⟨

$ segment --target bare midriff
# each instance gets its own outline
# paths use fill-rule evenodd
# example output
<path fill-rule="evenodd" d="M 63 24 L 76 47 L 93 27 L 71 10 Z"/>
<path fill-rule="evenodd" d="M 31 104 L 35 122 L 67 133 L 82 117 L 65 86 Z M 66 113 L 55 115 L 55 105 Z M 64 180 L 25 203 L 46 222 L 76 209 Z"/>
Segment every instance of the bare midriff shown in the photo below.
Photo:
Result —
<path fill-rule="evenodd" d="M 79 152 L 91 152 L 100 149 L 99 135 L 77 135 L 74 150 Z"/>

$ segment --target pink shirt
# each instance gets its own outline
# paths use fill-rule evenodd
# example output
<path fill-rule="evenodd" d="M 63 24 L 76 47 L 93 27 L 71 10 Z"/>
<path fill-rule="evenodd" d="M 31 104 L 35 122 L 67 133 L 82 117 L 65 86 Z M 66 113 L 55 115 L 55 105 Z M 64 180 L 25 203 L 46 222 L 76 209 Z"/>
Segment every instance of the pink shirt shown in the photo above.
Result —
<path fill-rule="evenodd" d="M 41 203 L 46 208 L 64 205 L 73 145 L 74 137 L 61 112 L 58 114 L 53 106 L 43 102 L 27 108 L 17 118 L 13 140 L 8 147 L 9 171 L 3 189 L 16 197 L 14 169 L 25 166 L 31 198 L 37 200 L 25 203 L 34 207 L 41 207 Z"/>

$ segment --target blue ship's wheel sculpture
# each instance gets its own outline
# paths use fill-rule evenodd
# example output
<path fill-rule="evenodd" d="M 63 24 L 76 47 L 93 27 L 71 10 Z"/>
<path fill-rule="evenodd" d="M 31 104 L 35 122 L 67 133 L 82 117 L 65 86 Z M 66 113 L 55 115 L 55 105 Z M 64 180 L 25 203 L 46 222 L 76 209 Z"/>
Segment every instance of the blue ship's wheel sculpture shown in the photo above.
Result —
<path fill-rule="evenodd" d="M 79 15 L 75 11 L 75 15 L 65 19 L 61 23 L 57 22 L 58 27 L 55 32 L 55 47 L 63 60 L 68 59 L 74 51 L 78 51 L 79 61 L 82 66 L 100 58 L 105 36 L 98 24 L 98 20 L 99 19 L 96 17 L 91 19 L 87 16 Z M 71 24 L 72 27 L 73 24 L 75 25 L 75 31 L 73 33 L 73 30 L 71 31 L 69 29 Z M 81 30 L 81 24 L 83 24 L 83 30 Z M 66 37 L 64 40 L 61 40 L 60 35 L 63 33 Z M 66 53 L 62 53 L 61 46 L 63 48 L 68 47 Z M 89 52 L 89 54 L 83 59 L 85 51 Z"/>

⟩

→ Do this:
Output all of the lines above again, character for character.

→ Reply:
$ segment --target bare midriff
# each instance gets its own outline
# paths use fill-rule evenodd
# example output
<path fill-rule="evenodd" d="M 63 24 L 76 47 L 93 27 L 71 10 Z"/>
<path fill-rule="evenodd" d="M 31 104 L 35 122 L 67 133 L 82 117 L 65 86 Z M 66 113 L 55 115 L 55 105 Z M 64 180 L 25 203 L 46 222 L 76 209 Z"/>
Segment every instance of the bare midriff shown in the photo below.
Photo:
Result —
<path fill-rule="evenodd" d="M 79 152 L 91 152 L 100 149 L 99 135 L 77 135 L 74 150 Z"/>

$ segment --target pink shirt
# each instance gets its own outline
# paths use fill-rule evenodd
# example output
<path fill-rule="evenodd" d="M 63 24 L 76 47 L 93 27 L 71 10 Z"/>
<path fill-rule="evenodd" d="M 31 104 L 35 122 L 67 133 L 82 117 L 65 86 Z M 66 113 L 55 115 L 55 105 Z M 64 180 L 25 203 L 46 222 L 76 209 Z"/>
Segment every instance of the pink shirt shown in the photo above.
Result —
<path fill-rule="evenodd" d="M 41 203 L 46 208 L 64 205 L 73 145 L 74 137 L 61 112 L 58 114 L 53 106 L 43 102 L 27 108 L 17 118 L 13 140 L 8 147 L 9 171 L 3 189 L 16 197 L 14 169 L 25 166 L 31 198 L 37 200 L 25 203 L 34 207 L 41 207 Z"/>

$ segment --target blue ship's wheel sculpture
# each instance gets its own outline
# paths use fill-rule evenodd
# example output
<path fill-rule="evenodd" d="M 63 24 L 76 47 L 93 27 L 71 10 Z"/>
<path fill-rule="evenodd" d="M 31 104 L 35 122 L 67 133 L 82 117 L 65 86 Z M 66 113 L 55 115 L 55 105 Z M 64 180 L 25 203 L 46 222 L 76 209 Z"/>
Segment every instance of the blue ship's wheel sculpture shown in the photo above.
Result —
<path fill-rule="evenodd" d="M 79 15 L 75 11 L 75 15 L 65 19 L 61 23 L 57 22 L 58 27 L 55 32 L 55 47 L 63 60 L 68 59 L 74 51 L 78 51 L 79 61 L 82 66 L 100 58 L 105 36 L 98 24 L 98 20 L 99 19 L 96 17 L 91 19 L 87 16 Z M 71 24 L 72 27 L 73 24 L 75 25 L 75 31 L 73 33 L 73 30 L 71 31 L 69 29 Z M 81 30 L 81 24 L 83 24 L 83 30 Z M 66 37 L 64 40 L 61 40 L 60 35 L 63 33 Z M 66 53 L 62 53 L 61 46 L 63 48 L 68 47 Z M 89 52 L 89 54 L 83 59 L 85 51 Z"/>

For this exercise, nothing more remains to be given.